- _The problem_
Return each line of the data below that contains the string "instance".

::: Recorded information

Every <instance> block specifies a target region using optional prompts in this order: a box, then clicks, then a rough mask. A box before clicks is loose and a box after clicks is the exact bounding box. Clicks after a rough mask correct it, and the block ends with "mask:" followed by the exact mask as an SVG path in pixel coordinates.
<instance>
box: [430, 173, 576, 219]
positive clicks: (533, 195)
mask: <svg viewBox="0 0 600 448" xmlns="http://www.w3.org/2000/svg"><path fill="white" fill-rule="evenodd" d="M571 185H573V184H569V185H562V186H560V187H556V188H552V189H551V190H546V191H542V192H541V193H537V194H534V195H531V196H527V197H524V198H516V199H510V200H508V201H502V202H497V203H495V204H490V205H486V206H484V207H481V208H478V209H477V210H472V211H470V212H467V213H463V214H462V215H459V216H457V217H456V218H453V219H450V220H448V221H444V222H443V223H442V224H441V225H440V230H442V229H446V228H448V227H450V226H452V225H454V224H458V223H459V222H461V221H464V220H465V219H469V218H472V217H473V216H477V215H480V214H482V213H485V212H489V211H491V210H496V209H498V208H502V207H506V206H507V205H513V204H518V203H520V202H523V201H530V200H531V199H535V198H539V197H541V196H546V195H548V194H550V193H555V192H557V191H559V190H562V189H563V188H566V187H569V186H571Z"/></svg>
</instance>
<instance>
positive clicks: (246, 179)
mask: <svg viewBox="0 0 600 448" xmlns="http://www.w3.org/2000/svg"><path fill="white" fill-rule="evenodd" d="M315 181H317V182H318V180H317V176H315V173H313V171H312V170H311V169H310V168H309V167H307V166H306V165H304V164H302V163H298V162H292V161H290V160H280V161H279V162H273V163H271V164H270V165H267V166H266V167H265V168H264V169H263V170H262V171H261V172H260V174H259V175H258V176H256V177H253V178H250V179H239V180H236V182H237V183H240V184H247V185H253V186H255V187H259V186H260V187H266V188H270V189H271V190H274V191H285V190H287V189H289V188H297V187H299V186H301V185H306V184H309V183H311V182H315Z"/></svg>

::::::

- _Result for this task_
Every <instance> block specifies a target region using optional prompts in this order: a box, then clicks, then a rough mask. A box before clicks is loose and a box after clicks is the exact bounding box. Clicks after a rough mask correct it, and the block ends with "mask:" followed by the exact mask as an SVG path in pixel coordinates.
<instance>
</instance>
<instance>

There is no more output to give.